• [PROBLEM DESCRIPTION]:
An exact transcription of the entries is required, with no images included.
*** Block opens ***
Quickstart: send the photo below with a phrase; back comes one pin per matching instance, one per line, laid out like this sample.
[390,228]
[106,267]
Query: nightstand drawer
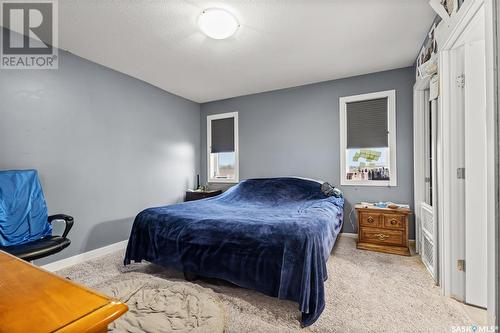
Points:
[382,236]
[369,220]
[394,221]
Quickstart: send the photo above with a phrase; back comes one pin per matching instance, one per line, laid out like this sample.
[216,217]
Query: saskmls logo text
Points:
[29,34]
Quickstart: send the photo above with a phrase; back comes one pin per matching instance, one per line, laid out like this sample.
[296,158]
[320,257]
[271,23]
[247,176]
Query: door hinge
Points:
[461,81]
[461,265]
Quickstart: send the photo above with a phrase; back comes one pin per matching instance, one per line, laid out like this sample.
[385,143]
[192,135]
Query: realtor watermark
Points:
[29,34]
[473,329]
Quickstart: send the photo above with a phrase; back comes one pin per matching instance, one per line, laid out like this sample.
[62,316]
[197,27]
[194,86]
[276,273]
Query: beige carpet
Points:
[365,292]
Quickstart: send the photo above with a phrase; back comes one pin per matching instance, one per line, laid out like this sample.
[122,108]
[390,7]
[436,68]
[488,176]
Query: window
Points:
[222,148]
[368,139]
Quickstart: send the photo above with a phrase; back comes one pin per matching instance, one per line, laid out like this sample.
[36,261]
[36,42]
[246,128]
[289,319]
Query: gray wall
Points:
[106,145]
[296,132]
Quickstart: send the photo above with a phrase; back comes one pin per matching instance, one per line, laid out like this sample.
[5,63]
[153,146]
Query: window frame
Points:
[391,119]
[236,147]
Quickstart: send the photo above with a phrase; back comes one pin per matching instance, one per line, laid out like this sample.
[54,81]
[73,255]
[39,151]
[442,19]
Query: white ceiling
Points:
[280,44]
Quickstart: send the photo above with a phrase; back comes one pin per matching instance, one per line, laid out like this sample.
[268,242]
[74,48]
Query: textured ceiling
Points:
[281,43]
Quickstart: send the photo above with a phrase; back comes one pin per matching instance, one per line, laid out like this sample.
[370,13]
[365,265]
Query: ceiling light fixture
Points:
[217,23]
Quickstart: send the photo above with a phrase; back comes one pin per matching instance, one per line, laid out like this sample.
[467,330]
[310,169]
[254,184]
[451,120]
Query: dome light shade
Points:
[217,23]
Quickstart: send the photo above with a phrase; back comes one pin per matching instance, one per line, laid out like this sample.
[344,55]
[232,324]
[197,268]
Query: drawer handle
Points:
[381,236]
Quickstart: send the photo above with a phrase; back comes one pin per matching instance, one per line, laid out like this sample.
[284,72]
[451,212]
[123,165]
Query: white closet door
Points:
[475,175]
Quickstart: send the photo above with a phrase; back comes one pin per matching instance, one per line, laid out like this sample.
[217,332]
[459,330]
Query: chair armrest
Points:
[66,218]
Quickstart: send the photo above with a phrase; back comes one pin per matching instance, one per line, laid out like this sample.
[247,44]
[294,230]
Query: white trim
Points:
[79,258]
[449,37]
[391,110]
[236,146]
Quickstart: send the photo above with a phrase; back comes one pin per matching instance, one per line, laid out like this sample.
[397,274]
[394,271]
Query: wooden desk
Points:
[197,195]
[34,300]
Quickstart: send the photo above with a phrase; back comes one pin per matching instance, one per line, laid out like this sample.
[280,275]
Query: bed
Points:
[271,235]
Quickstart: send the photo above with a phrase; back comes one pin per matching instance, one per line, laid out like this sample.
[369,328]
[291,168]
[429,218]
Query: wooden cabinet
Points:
[383,229]
[33,300]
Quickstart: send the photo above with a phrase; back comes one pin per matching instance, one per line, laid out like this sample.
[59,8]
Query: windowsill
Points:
[368,183]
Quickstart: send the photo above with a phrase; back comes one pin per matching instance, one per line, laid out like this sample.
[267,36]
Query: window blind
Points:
[222,135]
[367,123]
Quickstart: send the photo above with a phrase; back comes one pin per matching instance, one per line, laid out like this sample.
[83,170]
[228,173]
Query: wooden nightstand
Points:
[197,195]
[383,229]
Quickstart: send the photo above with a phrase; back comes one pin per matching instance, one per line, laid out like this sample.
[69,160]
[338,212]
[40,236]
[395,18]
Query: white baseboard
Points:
[79,258]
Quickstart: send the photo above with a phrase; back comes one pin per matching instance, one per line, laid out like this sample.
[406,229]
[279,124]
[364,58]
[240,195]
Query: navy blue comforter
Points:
*** Block closes ***
• [SOLUTION FOR THIS PROBLEM]:
Quickstart: send the photo below with a phrase; back comes one pin per matching instance, one per line, laid out like this sample.
[390,228]
[106,267]
Query: nightstand drawer
Points:
[382,236]
[369,220]
[394,221]
Quickstart: send the photo above with a phrase; back comes one pin per matching instance, one per line, laid out like this sample.
[216,217]
Query: saskmls logo text
Points:
[29,34]
Quickstart: send the photo above with a phrase; back comes one pin per matching instance, one per line, laid out like this sample.
[296,158]
[320,257]
[271,23]
[247,176]
Query: door hinge
Points:
[461,81]
[461,265]
Quickstart: send the photo above with a phrase; back comes one pin per matching instance, one per line, laid out like this sample.
[385,143]
[192,135]
Query: realtor watermark
Points:
[29,34]
[473,329]
Quickstart: send the photo above with a phrase; back comes one pin per matching instance, one per line, laid out like this sample.
[62,316]
[197,27]
[194,86]
[276,273]
Query: beige carpet
Points:
[365,292]
Quickstart: send the photo above with a phrase; back comes one pin per matching instance, one per line, laid out like this sample.
[122,108]
[390,7]
[436,68]
[488,176]
Query: window
Points:
[222,148]
[368,139]
Quickstart: send the photo above with a phrase; back comes one pin per matching instance, one per line, laid out like this sample.
[36,261]
[36,42]
[246,128]
[289,319]
Query: gray wall
Points:
[106,145]
[296,132]
Quickstart: send the photo above with a phrase; back comes one pin per matching instance, one per line, laid out like this sample.
[5,63]
[153,146]
Query: window frame
Points:
[391,119]
[236,147]
Quickstart: send the photo above with a phrase; back comes one pin per matching instance, one per line, laid out like this sample.
[54,81]
[73,255]
[39,151]
[442,19]
Query: white ceiling
Points:
[280,44]
Quickstart: send the photo above with a phrase; back comes one pin per matching instance, one per line, laid out like this sample.
[268,242]
[74,48]
Query: textured ceiling
Points:
[281,43]
Quickstart: send the photo above with a phrase; back comes one pin per matching instance, one per line, laid out like this sample.
[370,13]
[365,265]
Query: ceiling light fixture
Points:
[217,23]
Quickstart: send the photo above with a phrase; back comes one pin per matching instance, one per line, laid out like this sample.
[467,330]
[310,169]
[254,184]
[451,120]
Query: dome light shade
Points:
[217,23]
Quickstart: send the photo above with a phrase; back comes one pin per matching instance, one per line, laid out like this sample.
[344,55]
[232,324]
[197,268]
Query: drawer handle
Points:
[381,236]
Quickstart: send the photo above with a phrase; back comes one pin per matching instance, one per line, laid out like this sample.
[284,72]
[451,212]
[123,165]
Query: white closet door
Points:
[475,175]
Quickstart: send the photo above with a phrase; back comes one pin per matching instance, one per line, laid out like this sample.
[217,332]
[459,330]
Query: chair armrest
Points:
[66,218]
Quickstart: send the photo above with a phrase; back comes one pin per matching instance, one per line, laid out like this sample.
[247,44]
[294,230]
Query: white trim
Points:
[79,258]
[449,37]
[391,110]
[236,146]
Quickstart: send the photo above with a phrase; back comes one pin per matching instance, one per line, laid out like this sample.
[397,274]
[394,271]
Query: wooden desk
Points:
[197,195]
[34,300]
Quickstart: send the photo above with a phrase; back comes one pin per matching instance, one per line, laid out like this sample.
[280,275]
Query: bed
Points:
[271,235]
Quickstart: send the photo above with a phrase; back comes one pin per matching instance, one per line, laid out like this sample.
[369,328]
[291,168]
[429,218]
Query: wooden cabinet
Points:
[383,229]
[33,300]
Quickstart: send the photo above with a phrase; back comes one pin per matching instance, one per line, laid out like this sample.
[59,8]
Query: windowsill
Points:
[368,183]
Quickstart: send the photo above with a phrase; back comes one pin per matching instance, one per line, laid out like this sample.
[267,36]
Query: window blind
Points:
[222,135]
[367,123]
Quickstart: send the photo above with a phrase; back comes one pin per matching instance, one per line, laid out like this sample.
[83,170]
[228,173]
Query: wooden nightstand
Points:
[197,195]
[383,229]
Quickstart: send the photo above with a phrase; back comes one pin per matching instance, one per line, laid out like this sample.
[69,160]
[338,212]
[40,236]
[395,18]
Query: white baseboard
Points:
[79,258]
Quickstart: send the photo above with a phrase; back comes one pin per matching instance, one per line, laid out like this sample.
[406,229]
[279,124]
[364,58]
[240,195]
Query: navy blue comforter
Points:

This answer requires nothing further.